Dataset records:
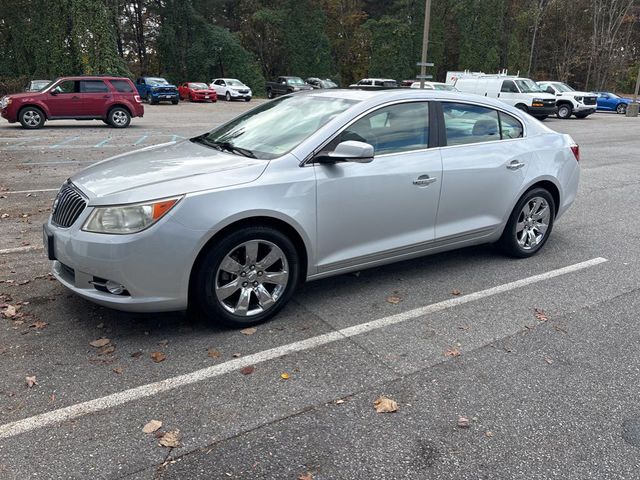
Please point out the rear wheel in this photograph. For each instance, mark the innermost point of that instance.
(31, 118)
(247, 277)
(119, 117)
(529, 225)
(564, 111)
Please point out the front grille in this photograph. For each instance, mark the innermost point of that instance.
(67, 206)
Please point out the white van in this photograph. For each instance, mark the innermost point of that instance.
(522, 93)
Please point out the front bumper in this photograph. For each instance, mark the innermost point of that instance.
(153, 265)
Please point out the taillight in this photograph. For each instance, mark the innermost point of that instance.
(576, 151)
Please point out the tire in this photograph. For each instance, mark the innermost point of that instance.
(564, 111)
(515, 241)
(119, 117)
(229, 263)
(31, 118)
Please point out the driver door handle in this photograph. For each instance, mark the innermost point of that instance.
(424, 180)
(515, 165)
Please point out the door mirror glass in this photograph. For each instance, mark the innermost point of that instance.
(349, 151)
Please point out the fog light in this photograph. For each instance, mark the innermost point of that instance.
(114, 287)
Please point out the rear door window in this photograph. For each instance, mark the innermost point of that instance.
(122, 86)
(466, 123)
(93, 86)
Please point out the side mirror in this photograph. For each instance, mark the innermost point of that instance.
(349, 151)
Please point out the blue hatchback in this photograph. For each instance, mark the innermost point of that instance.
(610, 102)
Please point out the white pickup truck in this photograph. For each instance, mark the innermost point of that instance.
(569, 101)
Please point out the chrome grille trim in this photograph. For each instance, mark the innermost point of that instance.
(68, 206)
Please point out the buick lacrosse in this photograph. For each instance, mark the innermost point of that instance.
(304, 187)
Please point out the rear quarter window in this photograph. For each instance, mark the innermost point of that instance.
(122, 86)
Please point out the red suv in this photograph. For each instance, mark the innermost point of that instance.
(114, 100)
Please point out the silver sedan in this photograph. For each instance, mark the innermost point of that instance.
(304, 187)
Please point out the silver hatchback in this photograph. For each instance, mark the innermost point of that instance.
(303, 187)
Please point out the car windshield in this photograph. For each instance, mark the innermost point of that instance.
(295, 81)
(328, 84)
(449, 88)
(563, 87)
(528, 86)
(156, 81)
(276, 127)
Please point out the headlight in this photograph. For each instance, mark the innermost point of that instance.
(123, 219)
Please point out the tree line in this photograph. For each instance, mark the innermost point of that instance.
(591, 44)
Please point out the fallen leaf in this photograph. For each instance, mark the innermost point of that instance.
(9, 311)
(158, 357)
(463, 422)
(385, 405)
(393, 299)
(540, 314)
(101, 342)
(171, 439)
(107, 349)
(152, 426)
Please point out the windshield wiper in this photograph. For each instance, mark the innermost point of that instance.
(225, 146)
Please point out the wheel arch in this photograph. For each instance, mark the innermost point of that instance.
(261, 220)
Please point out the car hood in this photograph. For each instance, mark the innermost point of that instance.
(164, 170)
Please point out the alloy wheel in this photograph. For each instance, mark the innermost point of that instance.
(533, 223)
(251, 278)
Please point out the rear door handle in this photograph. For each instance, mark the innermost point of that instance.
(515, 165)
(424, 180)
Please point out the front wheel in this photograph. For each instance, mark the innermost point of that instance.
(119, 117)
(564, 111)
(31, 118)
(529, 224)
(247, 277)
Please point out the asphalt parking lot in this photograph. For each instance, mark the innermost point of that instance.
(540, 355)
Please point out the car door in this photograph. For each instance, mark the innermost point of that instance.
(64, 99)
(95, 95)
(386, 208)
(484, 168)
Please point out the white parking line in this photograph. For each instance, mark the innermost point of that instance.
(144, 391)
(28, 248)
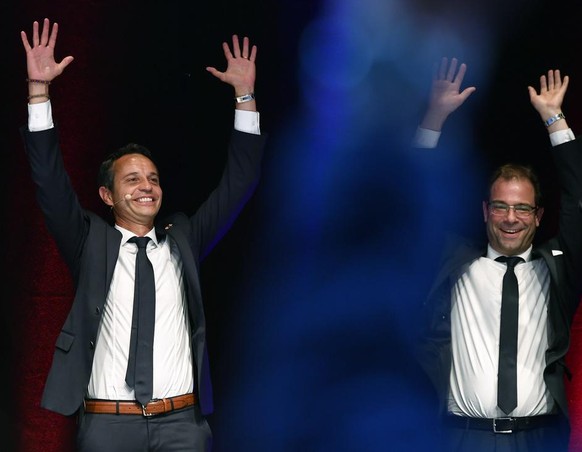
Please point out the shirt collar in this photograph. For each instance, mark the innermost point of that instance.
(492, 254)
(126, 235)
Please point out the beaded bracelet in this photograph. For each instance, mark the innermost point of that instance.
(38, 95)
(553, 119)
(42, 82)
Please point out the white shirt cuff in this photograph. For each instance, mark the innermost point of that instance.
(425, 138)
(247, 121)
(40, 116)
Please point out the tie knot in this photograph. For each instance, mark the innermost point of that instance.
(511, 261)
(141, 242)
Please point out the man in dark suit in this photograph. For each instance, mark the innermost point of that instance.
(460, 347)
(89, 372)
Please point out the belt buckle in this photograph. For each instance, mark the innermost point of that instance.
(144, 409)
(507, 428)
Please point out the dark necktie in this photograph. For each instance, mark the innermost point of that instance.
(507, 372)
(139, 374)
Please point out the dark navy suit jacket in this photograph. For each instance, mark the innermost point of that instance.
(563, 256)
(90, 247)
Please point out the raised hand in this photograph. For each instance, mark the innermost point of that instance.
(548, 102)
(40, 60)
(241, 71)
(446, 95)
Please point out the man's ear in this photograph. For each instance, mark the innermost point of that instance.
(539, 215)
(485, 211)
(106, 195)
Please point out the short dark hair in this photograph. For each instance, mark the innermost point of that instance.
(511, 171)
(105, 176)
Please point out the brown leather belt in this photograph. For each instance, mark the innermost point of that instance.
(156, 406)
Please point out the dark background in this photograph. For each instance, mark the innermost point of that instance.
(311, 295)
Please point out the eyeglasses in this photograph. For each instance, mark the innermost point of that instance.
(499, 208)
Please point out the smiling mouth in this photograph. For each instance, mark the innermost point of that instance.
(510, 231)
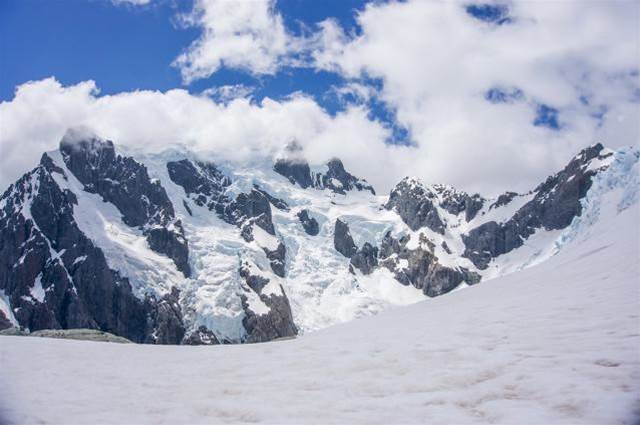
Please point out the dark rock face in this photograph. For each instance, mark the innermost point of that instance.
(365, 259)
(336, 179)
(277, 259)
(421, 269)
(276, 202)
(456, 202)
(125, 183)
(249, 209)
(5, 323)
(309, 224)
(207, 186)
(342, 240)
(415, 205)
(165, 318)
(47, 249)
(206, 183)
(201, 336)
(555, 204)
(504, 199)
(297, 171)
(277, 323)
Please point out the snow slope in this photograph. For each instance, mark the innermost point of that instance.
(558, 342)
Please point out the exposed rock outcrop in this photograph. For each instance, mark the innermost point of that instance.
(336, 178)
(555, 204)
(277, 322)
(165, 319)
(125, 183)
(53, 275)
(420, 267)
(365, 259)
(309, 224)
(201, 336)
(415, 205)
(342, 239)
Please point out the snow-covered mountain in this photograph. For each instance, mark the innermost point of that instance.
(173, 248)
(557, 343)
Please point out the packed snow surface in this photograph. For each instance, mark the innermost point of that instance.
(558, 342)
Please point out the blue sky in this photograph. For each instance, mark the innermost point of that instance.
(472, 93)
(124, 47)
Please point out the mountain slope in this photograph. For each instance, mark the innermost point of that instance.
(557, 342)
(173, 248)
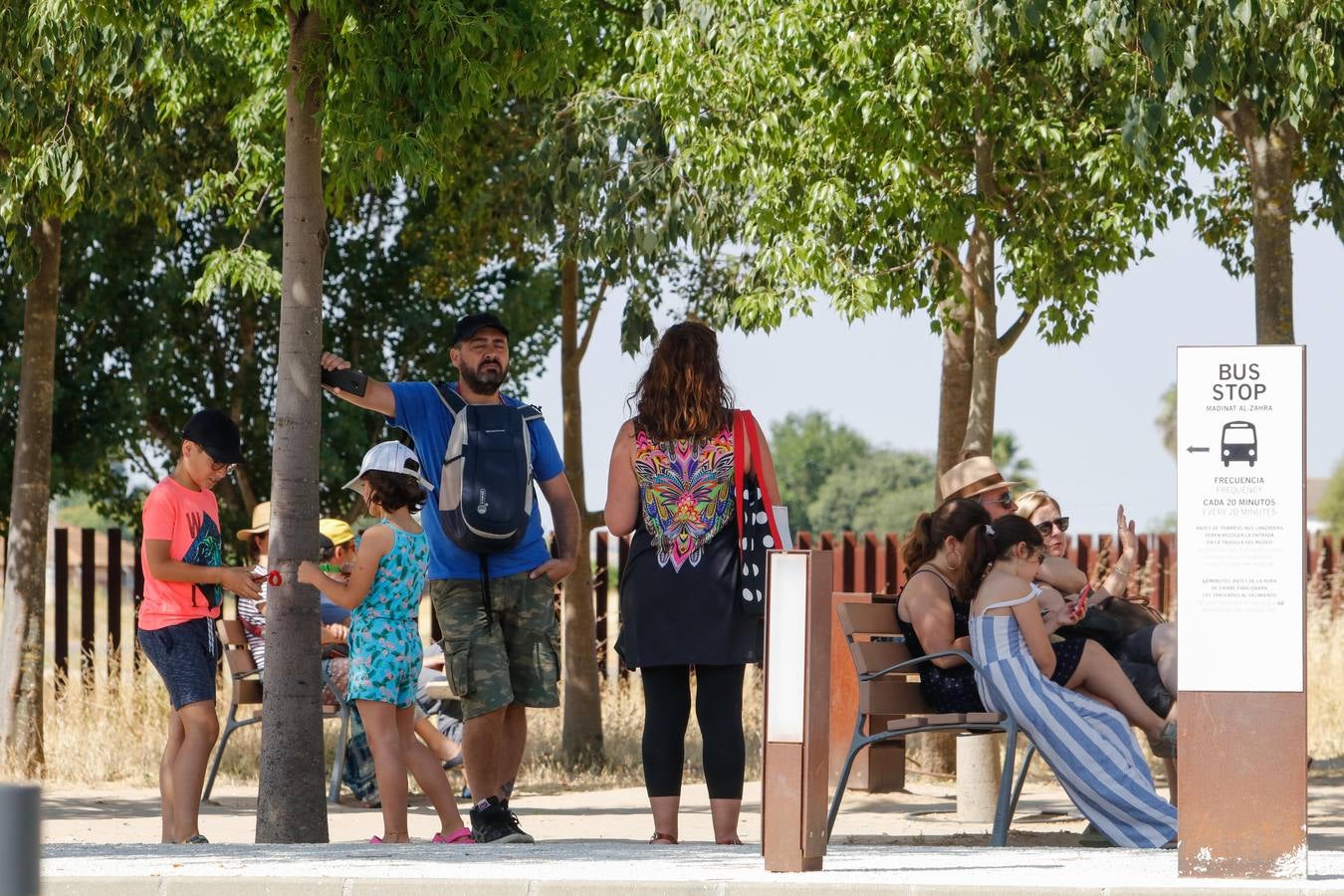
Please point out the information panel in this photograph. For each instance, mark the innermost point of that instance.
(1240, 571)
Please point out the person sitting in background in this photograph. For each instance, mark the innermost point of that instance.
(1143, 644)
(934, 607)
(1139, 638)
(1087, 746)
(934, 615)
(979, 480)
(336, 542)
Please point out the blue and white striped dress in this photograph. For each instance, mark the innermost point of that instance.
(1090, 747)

Aim of the task: Rewrite the material starting at the line that contains "Please point out the mountain" and ending at the end of the material, replacing "information panel" with "information board" and keeping everything else unchanged. Leave the pictures out of your answer.

Solution to the problem:
Please point out the mountain slope in this photograph. For each instance, mark the innermost point of that instance.
(557, 342)
(173, 248)
Please point out the information board in this photograph. For each instance, mark the innermost point of that instance.
(1240, 571)
Please point out the person sitting in background in this photograph. For each instance, mark the innermost point of that instance.
(1143, 644)
(934, 607)
(1139, 638)
(1087, 746)
(934, 615)
(979, 480)
(336, 542)
Please point out the blue and white striped dress in this photograph. For each instance, mark the innermost point of that instance.
(1090, 747)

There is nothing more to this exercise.